-------- SOURCE DATA

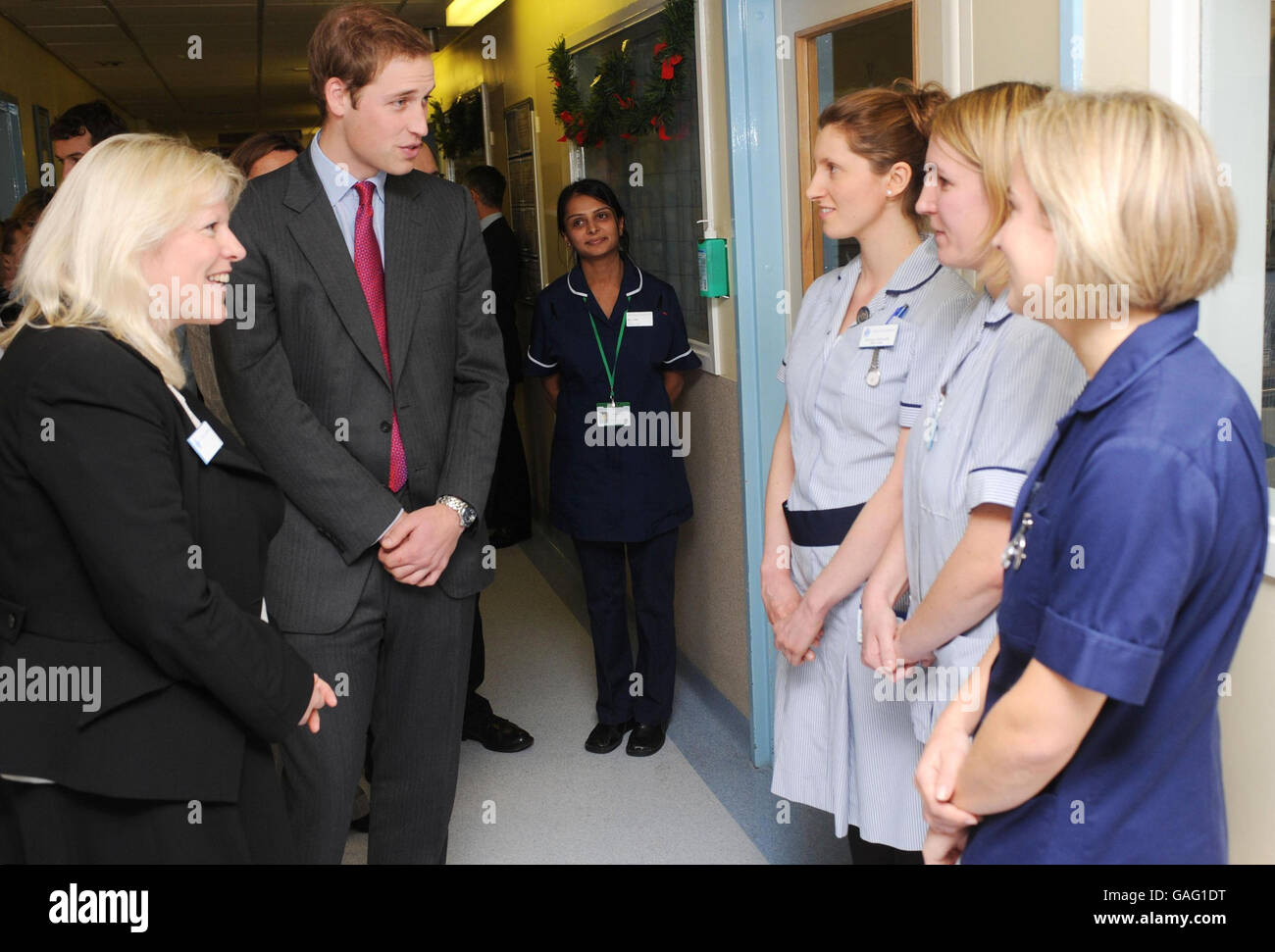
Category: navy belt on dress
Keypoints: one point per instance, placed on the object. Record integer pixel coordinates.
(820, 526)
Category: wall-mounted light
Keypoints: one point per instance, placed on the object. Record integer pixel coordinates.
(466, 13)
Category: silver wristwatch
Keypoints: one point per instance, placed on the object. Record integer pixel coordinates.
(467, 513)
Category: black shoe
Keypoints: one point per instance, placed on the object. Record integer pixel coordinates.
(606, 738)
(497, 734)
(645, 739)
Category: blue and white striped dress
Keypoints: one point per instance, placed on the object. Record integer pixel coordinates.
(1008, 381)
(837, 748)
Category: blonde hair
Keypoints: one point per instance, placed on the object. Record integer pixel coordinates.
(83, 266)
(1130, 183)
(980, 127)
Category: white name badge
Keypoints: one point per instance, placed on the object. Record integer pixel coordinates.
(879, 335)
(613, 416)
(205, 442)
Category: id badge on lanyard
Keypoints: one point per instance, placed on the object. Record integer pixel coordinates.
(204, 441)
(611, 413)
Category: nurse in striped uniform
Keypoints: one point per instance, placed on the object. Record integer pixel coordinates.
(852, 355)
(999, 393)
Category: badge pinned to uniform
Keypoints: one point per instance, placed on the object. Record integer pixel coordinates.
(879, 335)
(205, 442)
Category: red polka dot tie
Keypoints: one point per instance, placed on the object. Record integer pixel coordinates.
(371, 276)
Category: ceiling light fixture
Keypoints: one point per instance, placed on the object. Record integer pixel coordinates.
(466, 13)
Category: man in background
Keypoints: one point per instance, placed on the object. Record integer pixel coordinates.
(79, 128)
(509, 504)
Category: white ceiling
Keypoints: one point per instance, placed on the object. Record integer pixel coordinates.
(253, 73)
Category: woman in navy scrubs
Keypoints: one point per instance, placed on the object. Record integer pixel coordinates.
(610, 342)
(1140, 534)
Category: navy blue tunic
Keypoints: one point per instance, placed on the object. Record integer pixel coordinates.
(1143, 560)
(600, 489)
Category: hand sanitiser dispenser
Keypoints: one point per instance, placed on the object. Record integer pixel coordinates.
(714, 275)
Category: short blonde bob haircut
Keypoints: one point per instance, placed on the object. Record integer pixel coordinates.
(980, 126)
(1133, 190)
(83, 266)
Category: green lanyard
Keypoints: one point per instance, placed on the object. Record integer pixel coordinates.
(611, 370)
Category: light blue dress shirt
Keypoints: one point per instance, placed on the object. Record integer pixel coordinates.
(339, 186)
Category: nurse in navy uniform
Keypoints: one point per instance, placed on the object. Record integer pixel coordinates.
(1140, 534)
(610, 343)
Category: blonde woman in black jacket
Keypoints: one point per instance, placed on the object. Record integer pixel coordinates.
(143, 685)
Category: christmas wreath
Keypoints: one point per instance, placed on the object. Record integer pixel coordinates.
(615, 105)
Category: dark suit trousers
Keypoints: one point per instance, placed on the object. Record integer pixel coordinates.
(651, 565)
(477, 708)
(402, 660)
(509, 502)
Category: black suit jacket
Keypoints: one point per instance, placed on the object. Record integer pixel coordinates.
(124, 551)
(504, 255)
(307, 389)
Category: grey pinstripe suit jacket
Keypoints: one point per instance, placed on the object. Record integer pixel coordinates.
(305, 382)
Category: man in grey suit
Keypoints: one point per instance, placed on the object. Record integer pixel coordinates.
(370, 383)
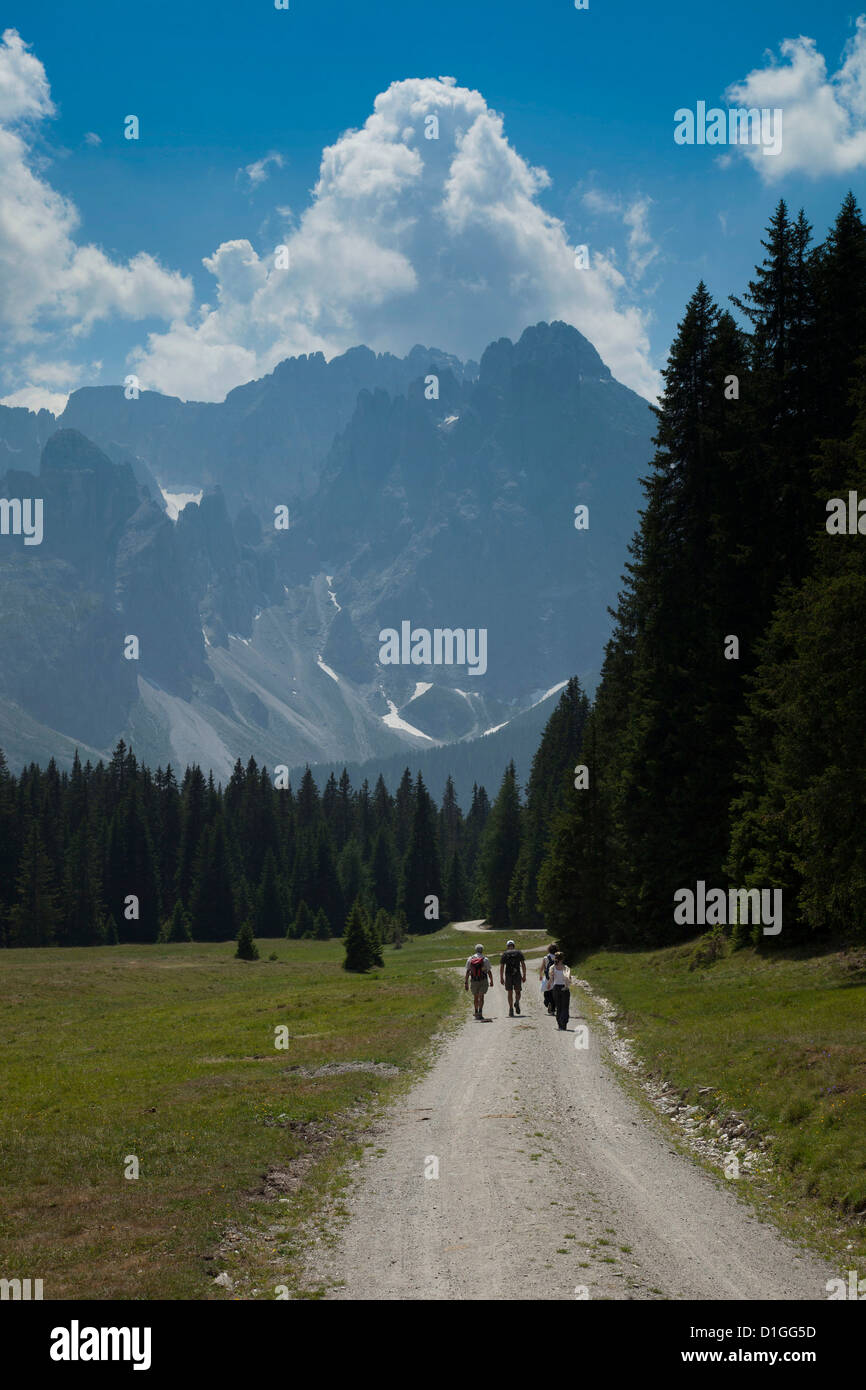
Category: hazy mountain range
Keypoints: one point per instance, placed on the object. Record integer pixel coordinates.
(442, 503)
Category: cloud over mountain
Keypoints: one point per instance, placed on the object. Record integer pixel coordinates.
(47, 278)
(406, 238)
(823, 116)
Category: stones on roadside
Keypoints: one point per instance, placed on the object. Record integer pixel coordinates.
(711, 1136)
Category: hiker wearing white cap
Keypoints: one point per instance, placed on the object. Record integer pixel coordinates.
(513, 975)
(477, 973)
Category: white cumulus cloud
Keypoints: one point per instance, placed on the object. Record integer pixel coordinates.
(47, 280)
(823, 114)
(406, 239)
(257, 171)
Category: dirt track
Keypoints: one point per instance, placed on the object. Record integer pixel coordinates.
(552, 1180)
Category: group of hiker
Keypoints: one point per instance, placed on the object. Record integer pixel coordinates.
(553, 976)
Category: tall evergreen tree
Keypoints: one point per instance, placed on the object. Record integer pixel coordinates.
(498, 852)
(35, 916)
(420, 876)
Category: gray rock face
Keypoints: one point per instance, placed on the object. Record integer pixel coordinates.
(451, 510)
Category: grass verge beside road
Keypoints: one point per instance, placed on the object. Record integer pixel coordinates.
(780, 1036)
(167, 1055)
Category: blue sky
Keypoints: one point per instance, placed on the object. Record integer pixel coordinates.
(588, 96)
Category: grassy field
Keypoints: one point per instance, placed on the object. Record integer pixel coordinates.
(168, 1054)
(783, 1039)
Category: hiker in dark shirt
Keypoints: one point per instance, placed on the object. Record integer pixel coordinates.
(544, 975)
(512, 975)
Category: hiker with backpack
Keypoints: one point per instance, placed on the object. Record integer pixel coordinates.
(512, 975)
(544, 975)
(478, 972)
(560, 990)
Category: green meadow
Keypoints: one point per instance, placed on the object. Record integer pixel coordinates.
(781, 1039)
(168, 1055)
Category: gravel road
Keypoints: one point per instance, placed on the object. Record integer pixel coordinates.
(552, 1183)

----------------
-------- SOURCE DATA

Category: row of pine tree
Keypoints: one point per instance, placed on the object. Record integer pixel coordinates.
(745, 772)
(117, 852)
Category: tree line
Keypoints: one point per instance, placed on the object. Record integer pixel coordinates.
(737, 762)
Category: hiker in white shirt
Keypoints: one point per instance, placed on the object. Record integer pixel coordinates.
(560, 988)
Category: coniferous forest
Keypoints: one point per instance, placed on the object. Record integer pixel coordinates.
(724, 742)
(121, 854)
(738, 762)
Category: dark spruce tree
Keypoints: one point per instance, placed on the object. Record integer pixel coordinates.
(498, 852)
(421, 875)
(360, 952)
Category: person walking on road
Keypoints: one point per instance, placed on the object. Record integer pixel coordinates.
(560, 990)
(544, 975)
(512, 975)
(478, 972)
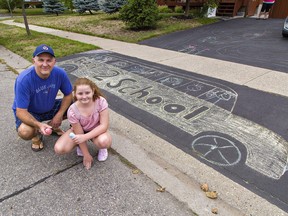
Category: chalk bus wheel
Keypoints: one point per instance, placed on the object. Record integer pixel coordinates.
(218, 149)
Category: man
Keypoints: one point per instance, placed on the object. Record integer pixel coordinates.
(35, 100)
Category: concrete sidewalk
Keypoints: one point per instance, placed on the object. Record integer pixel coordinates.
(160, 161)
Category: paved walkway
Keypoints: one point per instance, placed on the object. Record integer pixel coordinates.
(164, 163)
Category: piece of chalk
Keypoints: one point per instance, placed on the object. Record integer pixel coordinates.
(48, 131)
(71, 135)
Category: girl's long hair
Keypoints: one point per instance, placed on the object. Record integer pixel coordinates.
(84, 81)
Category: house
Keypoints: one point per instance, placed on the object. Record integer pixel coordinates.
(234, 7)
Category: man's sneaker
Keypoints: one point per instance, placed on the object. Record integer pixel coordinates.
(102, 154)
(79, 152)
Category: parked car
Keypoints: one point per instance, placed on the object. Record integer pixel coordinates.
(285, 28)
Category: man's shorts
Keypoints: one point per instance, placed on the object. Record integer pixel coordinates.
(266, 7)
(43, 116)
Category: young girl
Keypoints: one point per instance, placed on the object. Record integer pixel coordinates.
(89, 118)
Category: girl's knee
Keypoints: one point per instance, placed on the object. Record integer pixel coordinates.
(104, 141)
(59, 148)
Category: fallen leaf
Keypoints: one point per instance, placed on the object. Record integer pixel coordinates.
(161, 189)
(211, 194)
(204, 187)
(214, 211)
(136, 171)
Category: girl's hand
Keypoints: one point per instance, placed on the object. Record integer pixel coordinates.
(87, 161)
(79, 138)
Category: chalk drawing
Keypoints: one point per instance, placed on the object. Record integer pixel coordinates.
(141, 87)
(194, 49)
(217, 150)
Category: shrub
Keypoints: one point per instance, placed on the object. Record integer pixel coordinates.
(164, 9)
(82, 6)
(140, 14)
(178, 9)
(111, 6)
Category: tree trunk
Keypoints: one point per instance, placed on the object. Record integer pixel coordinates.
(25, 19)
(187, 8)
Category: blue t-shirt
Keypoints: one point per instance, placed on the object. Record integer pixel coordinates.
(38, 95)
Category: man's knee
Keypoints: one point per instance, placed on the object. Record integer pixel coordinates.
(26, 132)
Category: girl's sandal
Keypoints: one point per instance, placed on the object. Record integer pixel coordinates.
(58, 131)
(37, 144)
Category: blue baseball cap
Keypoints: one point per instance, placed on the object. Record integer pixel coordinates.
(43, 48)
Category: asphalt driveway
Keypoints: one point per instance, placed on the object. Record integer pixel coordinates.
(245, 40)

----------------

The required answer is the run of lines above, starting at the line with "Category: wall-mounted light" and ending at the line with "Category: blonde hair", reproduced exactly with both ends.

Category: wall-mounted light
Keypoints: one point per instance, placed on the object. Record integer pixel coordinates.
(466, 13)
Category: silver wristwatch
Keypoints: one point per instance, placed on the object. Record integer pixel coordinates.
(467, 513)
Category: black shoe
Keypoints: one point per instance, placed on the object. Record integer pixel coordinates.
(606, 738)
(497, 734)
(645, 739)
Category: blue and white striped dress
Keypoints: one point per instance, placed on the object. Record integer pixel coordinates.
(1008, 381)
(837, 748)
Category: blonde hair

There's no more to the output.